*GIVEN TASK*
Only the lines from the one holding "Definition first: for each instance of the printed" to the end should be retyped, exactly, with both ends included and no pictures.

*TASK INPUT*
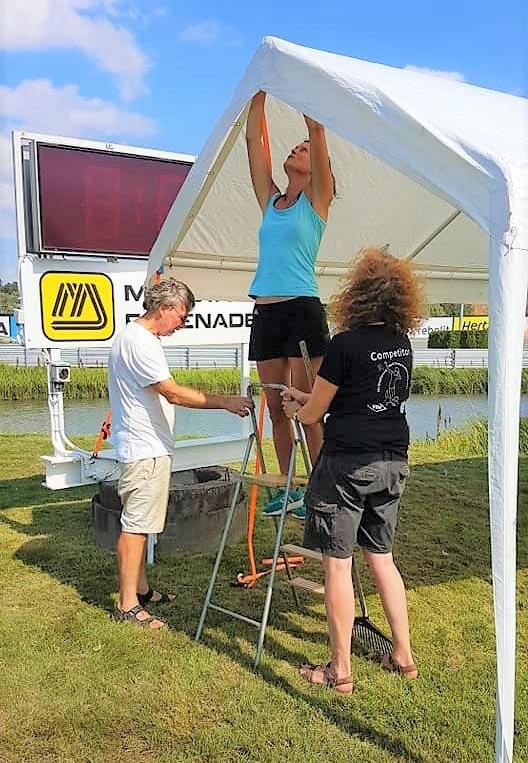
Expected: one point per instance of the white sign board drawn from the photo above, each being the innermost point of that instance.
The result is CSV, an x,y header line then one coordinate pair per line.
x,y
80,303
5,330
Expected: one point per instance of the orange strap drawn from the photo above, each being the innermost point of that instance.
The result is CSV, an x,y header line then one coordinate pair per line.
x,y
103,434
250,580
265,140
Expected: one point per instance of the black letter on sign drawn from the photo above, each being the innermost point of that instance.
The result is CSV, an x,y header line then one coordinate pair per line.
x,y
130,291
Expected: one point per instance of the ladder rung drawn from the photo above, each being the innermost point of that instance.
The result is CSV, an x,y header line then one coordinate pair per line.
x,y
291,548
308,585
271,480
237,615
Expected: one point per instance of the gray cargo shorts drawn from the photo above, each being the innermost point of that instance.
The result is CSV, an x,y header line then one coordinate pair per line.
x,y
353,499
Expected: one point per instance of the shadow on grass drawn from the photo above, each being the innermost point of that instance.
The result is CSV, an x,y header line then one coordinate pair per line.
x,y
443,536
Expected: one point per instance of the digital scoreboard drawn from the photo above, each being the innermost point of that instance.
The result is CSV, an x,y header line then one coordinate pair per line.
x,y
103,203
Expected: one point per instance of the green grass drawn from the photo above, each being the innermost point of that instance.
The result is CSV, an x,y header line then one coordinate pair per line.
x,y
78,687
29,383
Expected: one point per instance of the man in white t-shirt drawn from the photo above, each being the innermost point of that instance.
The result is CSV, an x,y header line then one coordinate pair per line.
x,y
142,395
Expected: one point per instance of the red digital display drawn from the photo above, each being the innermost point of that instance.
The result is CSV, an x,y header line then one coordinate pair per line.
x,y
104,203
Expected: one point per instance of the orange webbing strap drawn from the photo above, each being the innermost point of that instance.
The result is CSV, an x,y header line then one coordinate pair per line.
x,y
250,580
103,434
265,140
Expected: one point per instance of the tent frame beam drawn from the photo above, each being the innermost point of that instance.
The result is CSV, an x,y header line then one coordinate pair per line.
x,y
437,231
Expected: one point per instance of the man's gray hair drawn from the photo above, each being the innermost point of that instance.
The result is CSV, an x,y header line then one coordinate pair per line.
x,y
168,293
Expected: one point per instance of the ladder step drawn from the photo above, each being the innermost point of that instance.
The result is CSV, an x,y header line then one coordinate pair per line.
x,y
308,585
270,480
291,548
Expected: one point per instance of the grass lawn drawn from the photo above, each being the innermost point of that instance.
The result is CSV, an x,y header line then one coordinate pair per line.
x,y
79,687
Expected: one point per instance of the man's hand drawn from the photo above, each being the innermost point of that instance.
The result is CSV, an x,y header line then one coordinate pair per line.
x,y
290,407
241,406
311,124
292,393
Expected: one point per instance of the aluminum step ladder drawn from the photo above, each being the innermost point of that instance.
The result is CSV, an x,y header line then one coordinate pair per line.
x,y
267,481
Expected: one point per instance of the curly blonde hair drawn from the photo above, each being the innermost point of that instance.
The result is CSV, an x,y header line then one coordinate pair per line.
x,y
379,288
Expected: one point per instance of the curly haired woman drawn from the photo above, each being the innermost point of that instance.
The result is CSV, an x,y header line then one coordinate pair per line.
x,y
358,480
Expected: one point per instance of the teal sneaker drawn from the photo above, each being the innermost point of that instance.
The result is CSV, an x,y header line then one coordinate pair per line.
x,y
299,512
274,505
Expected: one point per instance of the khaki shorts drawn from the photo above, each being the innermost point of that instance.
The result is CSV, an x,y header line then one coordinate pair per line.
x,y
143,488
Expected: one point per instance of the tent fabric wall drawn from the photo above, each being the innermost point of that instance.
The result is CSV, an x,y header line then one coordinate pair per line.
x,y
508,288
439,170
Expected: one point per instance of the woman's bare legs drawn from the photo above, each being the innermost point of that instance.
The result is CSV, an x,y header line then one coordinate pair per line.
x,y
393,597
339,603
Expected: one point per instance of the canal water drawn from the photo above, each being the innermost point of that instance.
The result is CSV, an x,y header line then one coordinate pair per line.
x,y
86,416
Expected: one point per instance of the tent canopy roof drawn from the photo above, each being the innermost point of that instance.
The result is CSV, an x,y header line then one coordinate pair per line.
x,y
431,166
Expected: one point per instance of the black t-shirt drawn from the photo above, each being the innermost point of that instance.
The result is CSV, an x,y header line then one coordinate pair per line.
x,y
372,367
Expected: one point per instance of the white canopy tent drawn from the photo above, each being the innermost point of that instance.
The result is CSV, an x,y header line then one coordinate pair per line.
x,y
435,168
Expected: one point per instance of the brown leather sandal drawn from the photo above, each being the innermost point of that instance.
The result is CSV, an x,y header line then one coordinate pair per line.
x,y
330,681
389,664
131,616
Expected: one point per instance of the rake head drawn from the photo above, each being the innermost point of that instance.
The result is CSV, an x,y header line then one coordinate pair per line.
x,y
372,640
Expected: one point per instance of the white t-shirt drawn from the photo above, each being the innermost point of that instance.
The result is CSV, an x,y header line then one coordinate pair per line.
x,y
142,419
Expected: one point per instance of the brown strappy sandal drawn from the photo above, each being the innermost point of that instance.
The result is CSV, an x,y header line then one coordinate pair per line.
x,y
131,616
330,681
389,664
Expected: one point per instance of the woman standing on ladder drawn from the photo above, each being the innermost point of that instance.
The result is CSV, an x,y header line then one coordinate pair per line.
x,y
287,305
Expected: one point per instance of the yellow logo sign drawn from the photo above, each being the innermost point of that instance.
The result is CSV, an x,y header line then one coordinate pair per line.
x,y
77,306
471,323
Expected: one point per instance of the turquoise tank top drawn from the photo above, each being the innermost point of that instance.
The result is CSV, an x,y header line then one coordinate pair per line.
x,y
289,241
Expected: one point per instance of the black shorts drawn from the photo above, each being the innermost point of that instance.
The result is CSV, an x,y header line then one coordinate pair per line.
x,y
278,328
353,499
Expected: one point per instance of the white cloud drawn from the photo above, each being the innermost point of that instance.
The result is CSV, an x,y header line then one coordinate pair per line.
x,y
38,106
453,75
87,25
205,33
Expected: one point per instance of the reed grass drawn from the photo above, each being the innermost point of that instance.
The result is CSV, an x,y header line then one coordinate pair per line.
x,y
29,382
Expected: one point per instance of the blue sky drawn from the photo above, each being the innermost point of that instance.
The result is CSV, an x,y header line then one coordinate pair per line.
x,y
158,73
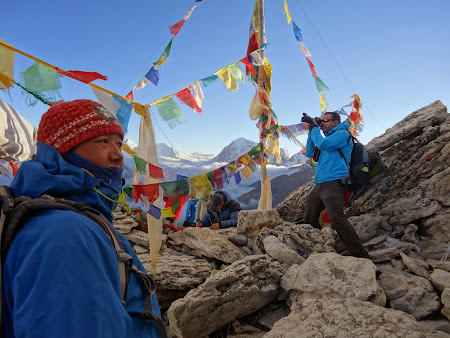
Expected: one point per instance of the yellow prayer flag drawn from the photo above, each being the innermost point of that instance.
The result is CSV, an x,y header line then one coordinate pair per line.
x,y
232,167
286,10
167,213
6,67
323,103
228,79
246,159
128,150
246,172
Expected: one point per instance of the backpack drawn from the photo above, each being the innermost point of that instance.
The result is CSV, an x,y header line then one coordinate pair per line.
x,y
362,167
14,213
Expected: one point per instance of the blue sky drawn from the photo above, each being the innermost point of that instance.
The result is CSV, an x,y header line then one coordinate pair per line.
x,y
394,54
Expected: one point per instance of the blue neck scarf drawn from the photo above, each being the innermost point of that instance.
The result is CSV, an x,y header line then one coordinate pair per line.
x,y
109,176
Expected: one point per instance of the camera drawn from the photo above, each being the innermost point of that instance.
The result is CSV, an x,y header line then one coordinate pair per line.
x,y
308,119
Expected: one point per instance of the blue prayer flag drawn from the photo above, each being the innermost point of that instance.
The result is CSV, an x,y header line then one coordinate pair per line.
x,y
153,76
297,32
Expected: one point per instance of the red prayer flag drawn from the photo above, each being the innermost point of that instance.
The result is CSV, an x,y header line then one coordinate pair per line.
x,y
248,66
186,97
14,168
151,191
155,172
79,75
174,29
313,70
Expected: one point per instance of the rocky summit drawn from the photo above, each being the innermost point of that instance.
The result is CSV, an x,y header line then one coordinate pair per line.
x,y
273,276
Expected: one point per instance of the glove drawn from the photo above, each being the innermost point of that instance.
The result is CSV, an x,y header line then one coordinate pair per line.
x,y
306,118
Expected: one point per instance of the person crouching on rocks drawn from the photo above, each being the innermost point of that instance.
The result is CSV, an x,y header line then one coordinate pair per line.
x,y
222,212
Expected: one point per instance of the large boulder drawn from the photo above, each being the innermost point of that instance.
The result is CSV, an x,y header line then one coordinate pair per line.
x,y
208,243
177,275
348,318
411,294
329,275
250,222
240,289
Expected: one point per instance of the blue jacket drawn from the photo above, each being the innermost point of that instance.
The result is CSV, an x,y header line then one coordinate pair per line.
x,y
61,276
227,217
190,211
331,166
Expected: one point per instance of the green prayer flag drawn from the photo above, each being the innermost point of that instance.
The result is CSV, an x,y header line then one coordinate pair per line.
x,y
141,165
170,112
319,84
128,191
236,71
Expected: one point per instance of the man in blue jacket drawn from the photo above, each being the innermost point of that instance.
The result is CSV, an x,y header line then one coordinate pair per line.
x,y
61,273
222,212
331,168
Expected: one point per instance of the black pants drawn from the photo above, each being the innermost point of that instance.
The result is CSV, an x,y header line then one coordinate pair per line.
x,y
330,195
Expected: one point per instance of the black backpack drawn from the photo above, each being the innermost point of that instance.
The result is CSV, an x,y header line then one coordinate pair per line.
x,y
14,213
362,167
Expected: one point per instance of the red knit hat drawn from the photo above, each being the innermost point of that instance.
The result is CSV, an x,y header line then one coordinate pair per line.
x,y
66,125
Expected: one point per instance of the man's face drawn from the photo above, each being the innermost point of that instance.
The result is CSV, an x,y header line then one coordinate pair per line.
x,y
327,123
103,151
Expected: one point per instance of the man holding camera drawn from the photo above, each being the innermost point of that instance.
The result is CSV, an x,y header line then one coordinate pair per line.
x,y
329,190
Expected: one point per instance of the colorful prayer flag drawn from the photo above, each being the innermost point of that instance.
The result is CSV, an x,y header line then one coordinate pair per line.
x,y
165,55
198,94
85,77
170,112
297,32
155,172
186,97
228,79
209,80
286,11
313,70
116,106
319,84
175,28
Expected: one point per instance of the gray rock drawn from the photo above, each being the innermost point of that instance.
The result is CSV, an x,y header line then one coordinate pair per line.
x,y
280,251
348,318
240,289
208,243
369,226
250,222
329,275
411,294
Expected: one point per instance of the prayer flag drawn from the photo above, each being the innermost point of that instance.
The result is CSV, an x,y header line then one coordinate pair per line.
x,y
304,50
141,165
170,112
128,150
155,172
323,103
186,97
236,71
198,94
153,76
297,32
6,67
228,79
141,84
151,191
286,10
174,29
86,77
154,211
116,106
319,84
313,70
237,177
209,80
165,55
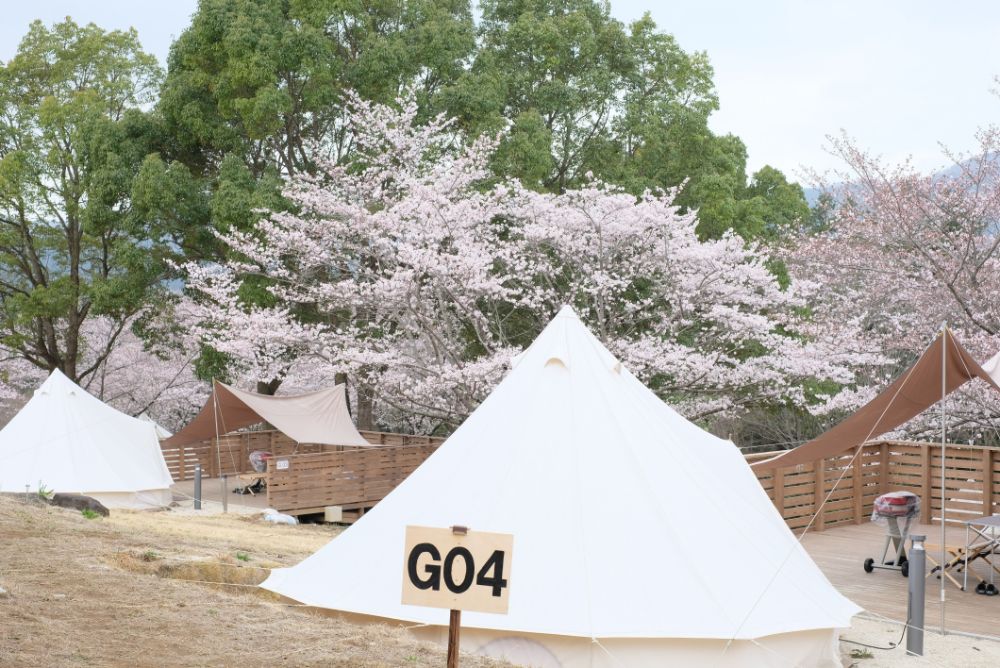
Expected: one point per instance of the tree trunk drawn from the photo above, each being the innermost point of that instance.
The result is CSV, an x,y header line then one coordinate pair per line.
x,y
366,405
340,378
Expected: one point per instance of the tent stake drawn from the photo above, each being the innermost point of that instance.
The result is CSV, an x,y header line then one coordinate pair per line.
x,y
197,486
454,624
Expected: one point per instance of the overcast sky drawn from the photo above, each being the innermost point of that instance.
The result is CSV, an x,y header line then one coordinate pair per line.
x,y
901,76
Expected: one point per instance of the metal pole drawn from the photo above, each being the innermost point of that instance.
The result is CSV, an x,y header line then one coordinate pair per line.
x,y
454,624
225,496
944,423
915,605
197,486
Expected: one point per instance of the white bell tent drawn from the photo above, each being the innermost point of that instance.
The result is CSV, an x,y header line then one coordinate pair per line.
x,y
639,539
67,440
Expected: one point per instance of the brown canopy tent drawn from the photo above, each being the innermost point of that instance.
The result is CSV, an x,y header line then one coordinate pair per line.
x,y
318,417
916,390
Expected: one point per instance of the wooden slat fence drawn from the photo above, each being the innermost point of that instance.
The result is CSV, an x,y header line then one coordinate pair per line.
x,y
320,476
971,488
352,479
233,453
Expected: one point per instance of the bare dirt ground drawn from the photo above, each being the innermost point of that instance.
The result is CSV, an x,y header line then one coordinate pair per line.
x,y
948,650
140,589
124,591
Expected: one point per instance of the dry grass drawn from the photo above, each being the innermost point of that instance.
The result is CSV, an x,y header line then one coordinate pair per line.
x,y
119,592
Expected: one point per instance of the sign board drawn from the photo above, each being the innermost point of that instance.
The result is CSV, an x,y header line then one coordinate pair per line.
x,y
470,571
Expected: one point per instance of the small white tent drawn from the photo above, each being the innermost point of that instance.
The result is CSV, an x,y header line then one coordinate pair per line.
x,y
639,539
69,441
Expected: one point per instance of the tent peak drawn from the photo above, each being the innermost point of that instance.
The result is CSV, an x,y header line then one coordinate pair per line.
x,y
567,311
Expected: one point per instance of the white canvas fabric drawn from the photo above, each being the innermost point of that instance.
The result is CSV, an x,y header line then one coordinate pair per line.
x,y
69,441
630,524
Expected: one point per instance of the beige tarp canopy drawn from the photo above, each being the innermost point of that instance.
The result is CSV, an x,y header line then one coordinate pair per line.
x,y
916,390
315,417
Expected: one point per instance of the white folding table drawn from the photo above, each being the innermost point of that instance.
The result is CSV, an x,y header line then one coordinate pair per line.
x,y
982,541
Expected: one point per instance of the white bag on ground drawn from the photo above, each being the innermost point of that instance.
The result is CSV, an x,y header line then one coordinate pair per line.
x,y
272,515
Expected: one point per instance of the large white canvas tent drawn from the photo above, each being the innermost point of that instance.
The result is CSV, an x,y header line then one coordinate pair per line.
x,y
67,440
639,539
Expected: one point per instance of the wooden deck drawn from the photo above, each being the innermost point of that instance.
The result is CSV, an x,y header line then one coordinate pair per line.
x,y
841,551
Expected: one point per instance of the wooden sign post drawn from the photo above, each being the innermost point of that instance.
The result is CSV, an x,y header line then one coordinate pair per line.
x,y
457,569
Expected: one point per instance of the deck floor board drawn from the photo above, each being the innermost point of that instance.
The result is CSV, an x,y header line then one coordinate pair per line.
x,y
841,551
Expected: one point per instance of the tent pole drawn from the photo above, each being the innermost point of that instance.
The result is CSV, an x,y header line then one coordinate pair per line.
x,y
218,447
944,428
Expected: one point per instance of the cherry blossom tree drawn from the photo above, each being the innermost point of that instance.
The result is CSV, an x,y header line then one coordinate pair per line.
x,y
412,270
132,374
905,252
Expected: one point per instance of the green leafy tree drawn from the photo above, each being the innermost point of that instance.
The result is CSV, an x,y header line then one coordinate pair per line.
x,y
73,137
586,95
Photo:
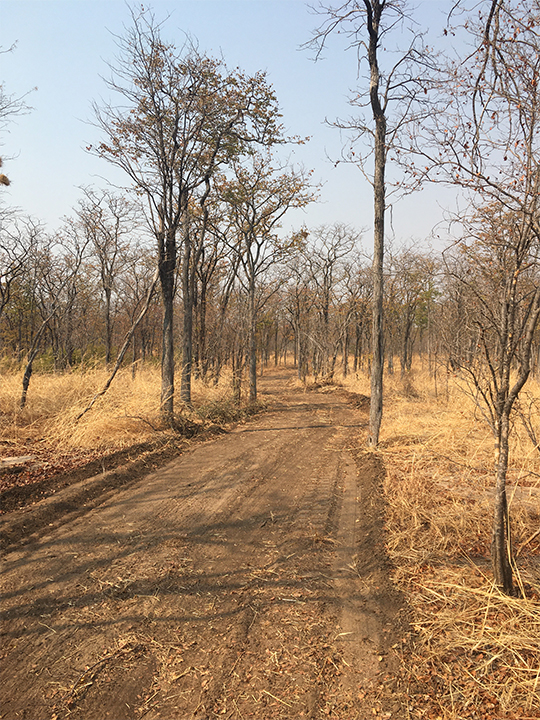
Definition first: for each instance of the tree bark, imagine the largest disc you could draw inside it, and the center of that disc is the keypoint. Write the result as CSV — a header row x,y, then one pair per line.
x,y
252,344
501,549
167,268
374,11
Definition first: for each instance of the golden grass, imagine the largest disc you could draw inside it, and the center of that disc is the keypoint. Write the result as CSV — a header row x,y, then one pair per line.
x,y
127,414
477,650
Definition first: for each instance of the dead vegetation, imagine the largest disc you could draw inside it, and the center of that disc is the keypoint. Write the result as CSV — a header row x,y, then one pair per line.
x,y
48,439
474,652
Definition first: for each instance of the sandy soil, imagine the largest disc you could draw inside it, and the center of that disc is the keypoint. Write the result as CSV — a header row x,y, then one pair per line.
x,y
245,579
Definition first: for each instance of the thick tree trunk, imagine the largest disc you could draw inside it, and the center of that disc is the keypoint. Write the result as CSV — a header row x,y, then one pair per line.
x,y
501,549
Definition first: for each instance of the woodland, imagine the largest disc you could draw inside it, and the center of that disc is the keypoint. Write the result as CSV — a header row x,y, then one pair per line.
x,y
152,312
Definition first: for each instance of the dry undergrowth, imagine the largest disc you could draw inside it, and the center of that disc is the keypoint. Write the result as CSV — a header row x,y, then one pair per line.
x,y
126,415
476,652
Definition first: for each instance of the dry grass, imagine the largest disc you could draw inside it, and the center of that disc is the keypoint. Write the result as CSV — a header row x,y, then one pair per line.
x,y
477,650
126,415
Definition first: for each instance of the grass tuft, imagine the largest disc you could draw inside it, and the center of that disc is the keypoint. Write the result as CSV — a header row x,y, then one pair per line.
x,y
476,651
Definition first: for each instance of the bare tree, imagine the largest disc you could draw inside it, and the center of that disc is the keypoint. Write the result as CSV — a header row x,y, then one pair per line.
x,y
182,116
108,221
486,142
397,96
257,198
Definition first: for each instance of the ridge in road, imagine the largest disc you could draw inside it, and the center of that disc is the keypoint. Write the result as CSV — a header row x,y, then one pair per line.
x,y
245,579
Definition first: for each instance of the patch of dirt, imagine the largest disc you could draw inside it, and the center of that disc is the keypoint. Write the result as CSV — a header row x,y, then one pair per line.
x,y
247,578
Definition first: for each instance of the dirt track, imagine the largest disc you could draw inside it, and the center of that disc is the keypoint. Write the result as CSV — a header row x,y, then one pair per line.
x,y
245,579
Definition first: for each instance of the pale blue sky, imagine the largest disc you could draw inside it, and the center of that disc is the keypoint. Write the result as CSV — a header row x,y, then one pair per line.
x,y
63,47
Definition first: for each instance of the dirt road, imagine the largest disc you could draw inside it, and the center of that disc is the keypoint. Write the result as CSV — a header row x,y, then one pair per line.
x,y
245,579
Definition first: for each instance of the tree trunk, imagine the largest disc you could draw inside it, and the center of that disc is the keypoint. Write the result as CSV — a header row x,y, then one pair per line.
x,y
252,344
187,330
376,404
501,548
375,10
167,268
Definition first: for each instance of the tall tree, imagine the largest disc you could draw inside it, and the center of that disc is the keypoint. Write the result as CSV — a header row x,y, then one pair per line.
x,y
257,197
484,139
397,96
107,221
183,115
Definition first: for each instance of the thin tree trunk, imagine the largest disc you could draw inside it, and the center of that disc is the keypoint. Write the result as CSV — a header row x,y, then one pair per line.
x,y
252,345
376,405
167,268
501,550
187,330
374,11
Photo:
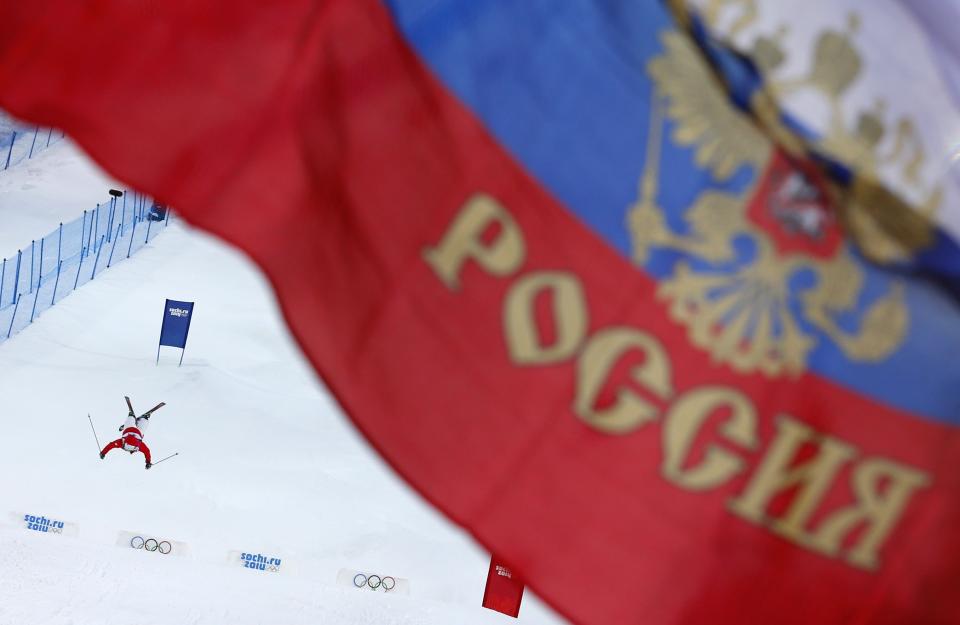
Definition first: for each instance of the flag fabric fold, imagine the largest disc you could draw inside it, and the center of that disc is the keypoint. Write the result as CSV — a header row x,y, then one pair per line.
x,y
570,291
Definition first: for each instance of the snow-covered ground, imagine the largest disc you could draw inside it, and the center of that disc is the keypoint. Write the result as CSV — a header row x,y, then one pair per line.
x,y
55,186
267,464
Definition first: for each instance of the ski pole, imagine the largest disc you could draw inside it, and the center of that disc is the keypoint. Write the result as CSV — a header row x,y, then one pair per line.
x,y
95,437
167,458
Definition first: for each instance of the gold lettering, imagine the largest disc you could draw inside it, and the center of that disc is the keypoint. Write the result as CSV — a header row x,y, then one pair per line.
x,y
682,424
593,368
569,314
813,478
463,241
879,511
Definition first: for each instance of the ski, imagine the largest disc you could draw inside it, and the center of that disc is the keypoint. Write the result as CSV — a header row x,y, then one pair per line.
x,y
95,437
152,410
167,458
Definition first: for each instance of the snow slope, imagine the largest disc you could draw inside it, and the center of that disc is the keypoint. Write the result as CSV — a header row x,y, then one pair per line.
x,y
267,464
55,186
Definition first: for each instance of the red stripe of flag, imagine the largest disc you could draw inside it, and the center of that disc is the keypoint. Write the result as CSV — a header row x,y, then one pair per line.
x,y
314,139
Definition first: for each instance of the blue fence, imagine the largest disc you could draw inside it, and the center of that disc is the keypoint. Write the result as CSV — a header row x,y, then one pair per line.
x,y
19,142
47,270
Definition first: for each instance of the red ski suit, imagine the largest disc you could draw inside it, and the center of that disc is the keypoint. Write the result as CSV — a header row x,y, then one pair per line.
x,y
131,440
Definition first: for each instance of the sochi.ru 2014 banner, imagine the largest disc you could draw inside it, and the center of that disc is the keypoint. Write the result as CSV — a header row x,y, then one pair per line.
x,y
658,301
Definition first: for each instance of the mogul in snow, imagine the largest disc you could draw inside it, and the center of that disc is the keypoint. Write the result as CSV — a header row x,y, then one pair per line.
x,y
131,434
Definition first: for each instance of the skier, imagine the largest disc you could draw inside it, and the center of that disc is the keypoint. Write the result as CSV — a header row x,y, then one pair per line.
x,y
131,437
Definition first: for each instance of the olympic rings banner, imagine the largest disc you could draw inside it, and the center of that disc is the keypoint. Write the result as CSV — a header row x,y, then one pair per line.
x,y
256,561
377,581
150,543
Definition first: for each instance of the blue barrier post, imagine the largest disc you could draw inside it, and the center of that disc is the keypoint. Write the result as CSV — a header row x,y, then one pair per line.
x,y
132,232
83,234
96,225
56,282
33,311
16,278
34,142
40,272
32,246
79,267
146,239
93,274
114,246
110,218
89,233
16,305
10,151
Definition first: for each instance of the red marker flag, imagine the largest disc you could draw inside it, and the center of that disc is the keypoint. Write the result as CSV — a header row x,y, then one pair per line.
x,y
503,591
577,298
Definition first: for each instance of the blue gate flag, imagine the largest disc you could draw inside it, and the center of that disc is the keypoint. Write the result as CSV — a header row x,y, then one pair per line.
x,y
176,325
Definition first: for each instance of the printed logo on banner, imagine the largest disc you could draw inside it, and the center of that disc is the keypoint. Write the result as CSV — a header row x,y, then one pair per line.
x,y
176,325
40,523
503,592
256,561
43,524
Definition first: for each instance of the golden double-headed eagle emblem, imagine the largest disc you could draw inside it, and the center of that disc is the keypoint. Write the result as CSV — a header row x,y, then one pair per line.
x,y
735,287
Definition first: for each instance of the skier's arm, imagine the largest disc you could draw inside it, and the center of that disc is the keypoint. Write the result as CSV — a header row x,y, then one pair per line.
x,y
146,451
113,445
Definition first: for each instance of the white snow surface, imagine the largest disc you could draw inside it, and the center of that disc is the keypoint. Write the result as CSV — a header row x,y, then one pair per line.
x,y
55,186
268,463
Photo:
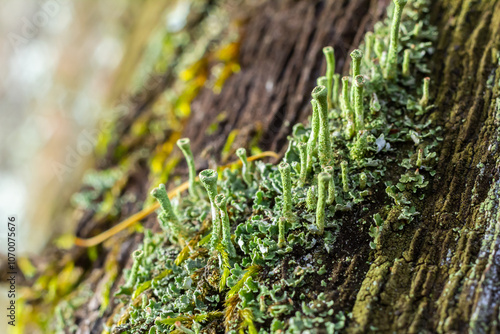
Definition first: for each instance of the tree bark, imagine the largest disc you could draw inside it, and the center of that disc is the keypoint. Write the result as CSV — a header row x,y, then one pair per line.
x,y
441,273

*SOLUTION TO THIS TASK*
Definition first: for each instance of the printed logo on banner, imagine the largest disc you could draw inside it, and the center of that disc is the keypoint. Write the result as CSV — a header row x,y, then one pair per line.
x,y
176,325
40,523
503,592
256,561
43,524
Definition first: for each instance of the golden double-headed eagle emblem, imagine the largest disc you could draw inside it, and the center of that disc is the keypoint. Write the result as CSV — a header row x,y, then one pair per line.
x,y
735,287
Definition first: for each instance of the skier's arm, imagine the largest disc you could draw inside it, and the center of that disc is the keypoint. Write the result as CSV — a header row x,y, then one pair per line.
x,y
146,451
113,445
Definition first: for each instance of the white snow surface, imagine the largest disc you could draw inside it, and the center of that disc is the keypoint. Write the result as CSV — a header row x,y, then one pair per line.
x,y
55,186
268,463
Photo:
Definition first: for each instance of the tree bark, imagine the largest disc you could draw inside it, and the center of that disc is the keypoint. Write the result as CSV — a header row x,y, then one pair per line.
x,y
441,273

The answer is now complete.